◆ Given request: Return the records below from the line containing "[locate] road curve" onward, exactly, through and including the last line.

◆ Data:

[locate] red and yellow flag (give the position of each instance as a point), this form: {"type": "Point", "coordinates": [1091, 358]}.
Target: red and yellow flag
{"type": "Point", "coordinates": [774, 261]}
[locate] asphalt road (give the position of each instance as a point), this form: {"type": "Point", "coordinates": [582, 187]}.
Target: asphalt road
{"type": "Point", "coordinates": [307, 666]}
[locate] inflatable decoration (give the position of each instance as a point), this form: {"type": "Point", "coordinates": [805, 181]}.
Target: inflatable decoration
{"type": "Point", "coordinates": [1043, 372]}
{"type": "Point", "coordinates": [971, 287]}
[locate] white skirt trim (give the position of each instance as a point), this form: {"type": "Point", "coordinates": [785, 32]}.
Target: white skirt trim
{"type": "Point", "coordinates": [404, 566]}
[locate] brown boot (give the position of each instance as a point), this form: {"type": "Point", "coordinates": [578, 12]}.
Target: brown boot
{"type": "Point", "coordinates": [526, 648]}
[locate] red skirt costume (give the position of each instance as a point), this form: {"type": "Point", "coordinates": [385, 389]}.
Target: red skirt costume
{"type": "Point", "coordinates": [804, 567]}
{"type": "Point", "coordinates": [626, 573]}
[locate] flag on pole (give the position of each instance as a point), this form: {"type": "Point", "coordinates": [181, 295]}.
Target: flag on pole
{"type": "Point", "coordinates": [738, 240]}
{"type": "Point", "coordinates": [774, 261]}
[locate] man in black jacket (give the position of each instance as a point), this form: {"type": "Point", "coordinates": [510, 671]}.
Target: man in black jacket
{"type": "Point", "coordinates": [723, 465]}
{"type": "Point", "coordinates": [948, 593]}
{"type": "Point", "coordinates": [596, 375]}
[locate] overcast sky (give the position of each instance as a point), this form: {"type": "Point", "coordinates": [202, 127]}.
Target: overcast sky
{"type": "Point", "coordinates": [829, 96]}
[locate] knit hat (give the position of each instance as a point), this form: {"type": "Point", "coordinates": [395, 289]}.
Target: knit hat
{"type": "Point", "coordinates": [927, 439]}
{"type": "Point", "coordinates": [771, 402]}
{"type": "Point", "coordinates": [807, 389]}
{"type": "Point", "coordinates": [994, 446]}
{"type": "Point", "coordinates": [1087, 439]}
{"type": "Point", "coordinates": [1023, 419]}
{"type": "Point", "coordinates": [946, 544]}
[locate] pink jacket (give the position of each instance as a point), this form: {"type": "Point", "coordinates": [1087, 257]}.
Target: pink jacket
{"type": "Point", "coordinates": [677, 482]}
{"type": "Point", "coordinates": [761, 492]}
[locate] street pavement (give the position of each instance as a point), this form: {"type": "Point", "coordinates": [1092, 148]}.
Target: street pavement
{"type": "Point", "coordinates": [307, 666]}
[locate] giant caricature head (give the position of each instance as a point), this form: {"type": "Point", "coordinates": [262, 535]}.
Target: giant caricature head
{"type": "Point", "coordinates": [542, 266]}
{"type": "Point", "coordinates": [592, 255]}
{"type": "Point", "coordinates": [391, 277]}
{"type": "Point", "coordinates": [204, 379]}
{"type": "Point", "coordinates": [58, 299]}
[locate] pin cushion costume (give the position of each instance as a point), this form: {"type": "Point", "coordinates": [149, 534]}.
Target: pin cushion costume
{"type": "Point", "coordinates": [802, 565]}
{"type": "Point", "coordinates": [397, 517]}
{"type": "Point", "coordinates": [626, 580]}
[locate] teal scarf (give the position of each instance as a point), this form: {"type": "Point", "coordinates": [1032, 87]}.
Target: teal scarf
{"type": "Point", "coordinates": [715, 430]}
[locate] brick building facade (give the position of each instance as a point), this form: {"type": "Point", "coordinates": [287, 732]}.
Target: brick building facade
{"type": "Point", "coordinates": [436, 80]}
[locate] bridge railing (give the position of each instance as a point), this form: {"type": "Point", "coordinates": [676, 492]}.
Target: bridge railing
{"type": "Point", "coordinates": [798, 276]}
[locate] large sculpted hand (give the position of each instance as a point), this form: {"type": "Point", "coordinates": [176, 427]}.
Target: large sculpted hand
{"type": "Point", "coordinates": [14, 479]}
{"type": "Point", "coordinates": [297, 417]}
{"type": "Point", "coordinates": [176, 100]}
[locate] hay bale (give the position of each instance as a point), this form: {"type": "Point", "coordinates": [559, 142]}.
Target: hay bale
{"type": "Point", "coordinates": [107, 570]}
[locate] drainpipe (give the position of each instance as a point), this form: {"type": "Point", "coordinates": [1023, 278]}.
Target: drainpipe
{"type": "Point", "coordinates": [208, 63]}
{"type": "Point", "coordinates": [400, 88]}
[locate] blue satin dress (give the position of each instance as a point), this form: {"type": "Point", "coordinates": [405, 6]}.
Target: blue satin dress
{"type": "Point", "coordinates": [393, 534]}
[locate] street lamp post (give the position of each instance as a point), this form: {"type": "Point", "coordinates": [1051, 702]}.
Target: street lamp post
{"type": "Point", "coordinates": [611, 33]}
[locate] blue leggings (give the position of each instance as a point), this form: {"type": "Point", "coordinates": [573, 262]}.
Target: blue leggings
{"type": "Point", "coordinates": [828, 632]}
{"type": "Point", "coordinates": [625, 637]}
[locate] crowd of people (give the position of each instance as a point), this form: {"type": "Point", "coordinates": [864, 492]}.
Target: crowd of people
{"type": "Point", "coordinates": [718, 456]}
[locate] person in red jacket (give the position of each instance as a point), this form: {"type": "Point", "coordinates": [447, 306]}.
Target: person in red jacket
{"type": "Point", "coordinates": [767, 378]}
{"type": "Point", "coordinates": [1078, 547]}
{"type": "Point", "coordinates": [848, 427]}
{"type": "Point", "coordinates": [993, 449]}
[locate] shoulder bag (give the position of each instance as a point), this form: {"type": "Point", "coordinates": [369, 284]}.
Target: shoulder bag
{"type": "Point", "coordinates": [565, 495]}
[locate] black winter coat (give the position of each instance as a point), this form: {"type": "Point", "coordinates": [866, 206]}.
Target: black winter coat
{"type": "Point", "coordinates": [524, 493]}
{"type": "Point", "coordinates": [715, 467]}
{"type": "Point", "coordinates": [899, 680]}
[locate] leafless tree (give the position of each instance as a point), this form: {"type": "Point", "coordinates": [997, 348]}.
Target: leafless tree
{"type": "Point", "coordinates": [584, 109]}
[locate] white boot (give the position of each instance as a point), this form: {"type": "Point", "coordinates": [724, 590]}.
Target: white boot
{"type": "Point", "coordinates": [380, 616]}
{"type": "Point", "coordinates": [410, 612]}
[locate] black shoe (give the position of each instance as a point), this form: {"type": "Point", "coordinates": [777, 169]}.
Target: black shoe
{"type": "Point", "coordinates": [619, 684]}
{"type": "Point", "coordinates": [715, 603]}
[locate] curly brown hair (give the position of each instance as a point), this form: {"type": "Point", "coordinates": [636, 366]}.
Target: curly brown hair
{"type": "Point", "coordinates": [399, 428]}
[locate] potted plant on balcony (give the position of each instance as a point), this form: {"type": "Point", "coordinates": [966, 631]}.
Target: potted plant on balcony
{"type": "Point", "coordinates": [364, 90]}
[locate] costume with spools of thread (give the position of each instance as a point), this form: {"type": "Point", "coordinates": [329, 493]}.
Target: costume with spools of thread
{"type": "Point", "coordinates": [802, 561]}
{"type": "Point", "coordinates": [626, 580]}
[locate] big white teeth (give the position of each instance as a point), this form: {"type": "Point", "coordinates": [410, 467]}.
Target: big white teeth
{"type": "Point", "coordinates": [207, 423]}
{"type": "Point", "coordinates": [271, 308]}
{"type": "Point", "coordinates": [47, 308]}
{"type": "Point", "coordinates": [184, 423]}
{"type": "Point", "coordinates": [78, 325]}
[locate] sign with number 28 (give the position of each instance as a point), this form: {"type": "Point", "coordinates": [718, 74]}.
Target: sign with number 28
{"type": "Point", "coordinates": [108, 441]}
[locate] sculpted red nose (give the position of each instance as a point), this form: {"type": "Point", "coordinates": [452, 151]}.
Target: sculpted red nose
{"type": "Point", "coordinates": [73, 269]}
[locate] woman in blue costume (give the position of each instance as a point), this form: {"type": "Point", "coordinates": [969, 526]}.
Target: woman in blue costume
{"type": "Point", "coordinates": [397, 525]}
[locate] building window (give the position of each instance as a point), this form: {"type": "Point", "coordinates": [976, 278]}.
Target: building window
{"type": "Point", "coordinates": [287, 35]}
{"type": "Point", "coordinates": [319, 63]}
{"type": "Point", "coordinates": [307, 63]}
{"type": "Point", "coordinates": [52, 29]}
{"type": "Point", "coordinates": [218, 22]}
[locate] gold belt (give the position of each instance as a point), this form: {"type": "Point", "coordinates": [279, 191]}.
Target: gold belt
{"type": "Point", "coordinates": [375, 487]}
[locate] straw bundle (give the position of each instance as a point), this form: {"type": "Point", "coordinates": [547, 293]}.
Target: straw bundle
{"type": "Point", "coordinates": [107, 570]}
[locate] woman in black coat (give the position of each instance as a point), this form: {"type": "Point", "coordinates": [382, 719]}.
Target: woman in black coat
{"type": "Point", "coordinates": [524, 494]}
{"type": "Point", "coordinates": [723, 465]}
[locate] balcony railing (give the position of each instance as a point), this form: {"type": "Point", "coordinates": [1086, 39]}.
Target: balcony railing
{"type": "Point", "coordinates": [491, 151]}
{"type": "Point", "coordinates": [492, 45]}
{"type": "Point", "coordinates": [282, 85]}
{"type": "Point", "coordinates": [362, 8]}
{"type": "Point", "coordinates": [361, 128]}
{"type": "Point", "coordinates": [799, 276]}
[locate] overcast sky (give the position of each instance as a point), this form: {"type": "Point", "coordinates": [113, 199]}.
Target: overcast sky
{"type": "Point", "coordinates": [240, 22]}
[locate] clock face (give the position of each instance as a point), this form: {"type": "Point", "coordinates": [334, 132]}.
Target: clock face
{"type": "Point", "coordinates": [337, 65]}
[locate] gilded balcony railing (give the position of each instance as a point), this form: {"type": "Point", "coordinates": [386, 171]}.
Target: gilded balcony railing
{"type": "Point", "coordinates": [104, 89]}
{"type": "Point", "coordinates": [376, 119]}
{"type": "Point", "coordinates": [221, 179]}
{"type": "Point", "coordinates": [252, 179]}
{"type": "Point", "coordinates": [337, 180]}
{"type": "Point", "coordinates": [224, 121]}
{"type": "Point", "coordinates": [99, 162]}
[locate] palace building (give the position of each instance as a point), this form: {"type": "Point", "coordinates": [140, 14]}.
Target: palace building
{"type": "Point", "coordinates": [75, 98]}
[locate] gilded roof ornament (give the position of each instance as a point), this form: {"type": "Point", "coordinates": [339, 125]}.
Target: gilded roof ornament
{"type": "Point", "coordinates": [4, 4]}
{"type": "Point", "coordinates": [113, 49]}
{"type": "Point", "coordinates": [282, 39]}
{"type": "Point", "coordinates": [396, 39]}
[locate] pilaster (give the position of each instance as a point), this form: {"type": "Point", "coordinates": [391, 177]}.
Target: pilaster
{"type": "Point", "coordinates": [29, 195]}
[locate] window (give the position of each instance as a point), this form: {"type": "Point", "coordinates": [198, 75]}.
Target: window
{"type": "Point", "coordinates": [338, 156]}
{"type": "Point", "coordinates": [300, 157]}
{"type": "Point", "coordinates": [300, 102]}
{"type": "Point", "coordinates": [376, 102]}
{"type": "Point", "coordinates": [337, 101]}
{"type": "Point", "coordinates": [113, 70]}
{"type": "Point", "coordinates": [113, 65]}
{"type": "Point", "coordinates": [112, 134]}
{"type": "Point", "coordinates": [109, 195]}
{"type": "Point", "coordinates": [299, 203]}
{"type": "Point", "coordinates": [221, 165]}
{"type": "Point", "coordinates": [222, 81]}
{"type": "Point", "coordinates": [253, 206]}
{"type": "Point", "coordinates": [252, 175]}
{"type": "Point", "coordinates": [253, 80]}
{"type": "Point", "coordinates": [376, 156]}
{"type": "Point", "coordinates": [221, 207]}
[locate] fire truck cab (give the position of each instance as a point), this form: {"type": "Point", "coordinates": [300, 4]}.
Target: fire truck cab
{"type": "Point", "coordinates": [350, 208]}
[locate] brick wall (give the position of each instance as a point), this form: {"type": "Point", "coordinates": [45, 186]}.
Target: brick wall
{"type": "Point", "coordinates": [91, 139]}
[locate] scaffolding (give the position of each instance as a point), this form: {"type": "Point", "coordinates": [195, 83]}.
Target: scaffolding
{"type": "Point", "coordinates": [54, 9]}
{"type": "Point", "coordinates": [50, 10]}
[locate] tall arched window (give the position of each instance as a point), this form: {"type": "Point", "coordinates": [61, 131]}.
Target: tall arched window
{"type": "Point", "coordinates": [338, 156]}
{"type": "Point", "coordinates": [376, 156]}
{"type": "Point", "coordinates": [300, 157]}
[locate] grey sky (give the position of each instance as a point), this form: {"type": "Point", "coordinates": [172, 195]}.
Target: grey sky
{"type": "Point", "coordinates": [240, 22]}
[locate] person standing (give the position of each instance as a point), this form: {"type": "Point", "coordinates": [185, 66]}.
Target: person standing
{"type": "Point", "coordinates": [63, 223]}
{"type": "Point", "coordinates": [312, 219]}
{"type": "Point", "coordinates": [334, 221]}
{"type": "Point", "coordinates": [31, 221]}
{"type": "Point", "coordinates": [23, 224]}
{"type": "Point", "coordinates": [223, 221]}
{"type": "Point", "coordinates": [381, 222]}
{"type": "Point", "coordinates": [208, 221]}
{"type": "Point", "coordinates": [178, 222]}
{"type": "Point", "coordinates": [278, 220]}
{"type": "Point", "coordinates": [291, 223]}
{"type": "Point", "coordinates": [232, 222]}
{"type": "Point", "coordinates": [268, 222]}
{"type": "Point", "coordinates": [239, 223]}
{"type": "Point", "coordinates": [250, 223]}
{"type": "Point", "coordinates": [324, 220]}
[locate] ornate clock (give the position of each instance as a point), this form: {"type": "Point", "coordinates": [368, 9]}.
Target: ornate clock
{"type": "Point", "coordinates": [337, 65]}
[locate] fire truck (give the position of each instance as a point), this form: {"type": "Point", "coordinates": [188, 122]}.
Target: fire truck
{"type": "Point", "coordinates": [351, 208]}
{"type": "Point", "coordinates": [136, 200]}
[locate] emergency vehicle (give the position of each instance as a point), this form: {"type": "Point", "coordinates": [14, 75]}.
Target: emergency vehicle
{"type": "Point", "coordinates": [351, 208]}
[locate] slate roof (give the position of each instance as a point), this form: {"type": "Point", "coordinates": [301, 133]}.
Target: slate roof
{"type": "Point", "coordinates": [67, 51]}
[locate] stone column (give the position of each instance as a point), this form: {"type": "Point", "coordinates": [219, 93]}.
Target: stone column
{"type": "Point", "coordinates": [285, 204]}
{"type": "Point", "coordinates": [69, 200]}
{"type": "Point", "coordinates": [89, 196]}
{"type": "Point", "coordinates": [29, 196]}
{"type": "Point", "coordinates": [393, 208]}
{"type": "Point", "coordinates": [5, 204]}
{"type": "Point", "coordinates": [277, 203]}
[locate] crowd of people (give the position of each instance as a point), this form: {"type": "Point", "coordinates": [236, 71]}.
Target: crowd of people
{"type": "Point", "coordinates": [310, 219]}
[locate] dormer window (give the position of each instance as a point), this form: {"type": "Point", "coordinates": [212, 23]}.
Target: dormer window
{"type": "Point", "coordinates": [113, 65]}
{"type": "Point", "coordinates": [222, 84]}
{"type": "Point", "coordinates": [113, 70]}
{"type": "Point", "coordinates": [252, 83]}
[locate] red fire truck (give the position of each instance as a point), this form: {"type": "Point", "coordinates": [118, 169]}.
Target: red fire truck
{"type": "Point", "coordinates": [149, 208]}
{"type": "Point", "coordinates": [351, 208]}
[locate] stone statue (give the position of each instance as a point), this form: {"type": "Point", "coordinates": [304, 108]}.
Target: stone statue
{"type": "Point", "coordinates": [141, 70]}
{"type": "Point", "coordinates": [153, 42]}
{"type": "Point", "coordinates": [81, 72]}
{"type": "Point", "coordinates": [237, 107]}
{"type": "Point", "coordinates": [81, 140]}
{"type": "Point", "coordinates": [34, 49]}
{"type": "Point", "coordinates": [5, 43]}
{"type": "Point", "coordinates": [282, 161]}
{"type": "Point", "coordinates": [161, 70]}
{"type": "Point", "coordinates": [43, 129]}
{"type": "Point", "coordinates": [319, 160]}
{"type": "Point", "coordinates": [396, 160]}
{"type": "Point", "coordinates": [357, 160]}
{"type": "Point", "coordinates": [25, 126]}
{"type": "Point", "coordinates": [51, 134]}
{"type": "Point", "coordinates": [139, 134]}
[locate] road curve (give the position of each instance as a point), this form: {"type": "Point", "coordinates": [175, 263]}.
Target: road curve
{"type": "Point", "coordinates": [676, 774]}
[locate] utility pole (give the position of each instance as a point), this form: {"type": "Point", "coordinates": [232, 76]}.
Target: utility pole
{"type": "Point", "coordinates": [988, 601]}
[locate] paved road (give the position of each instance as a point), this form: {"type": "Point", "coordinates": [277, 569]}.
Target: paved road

◆ Output for this exercise:
[locate] road curve (give the position of each instance as a point), this form: {"type": "Point", "coordinates": [175, 263]}.
Target: road curve
{"type": "Point", "coordinates": [676, 774]}
[locate] utility pole (give the position of each instance as a point), this form: {"type": "Point", "coordinates": [232, 76]}.
Target: utility pole
{"type": "Point", "coordinates": [988, 601]}
[locate] paved road (give the position of each instance as a point), this form: {"type": "Point", "coordinates": [277, 569]}.
Target: paved road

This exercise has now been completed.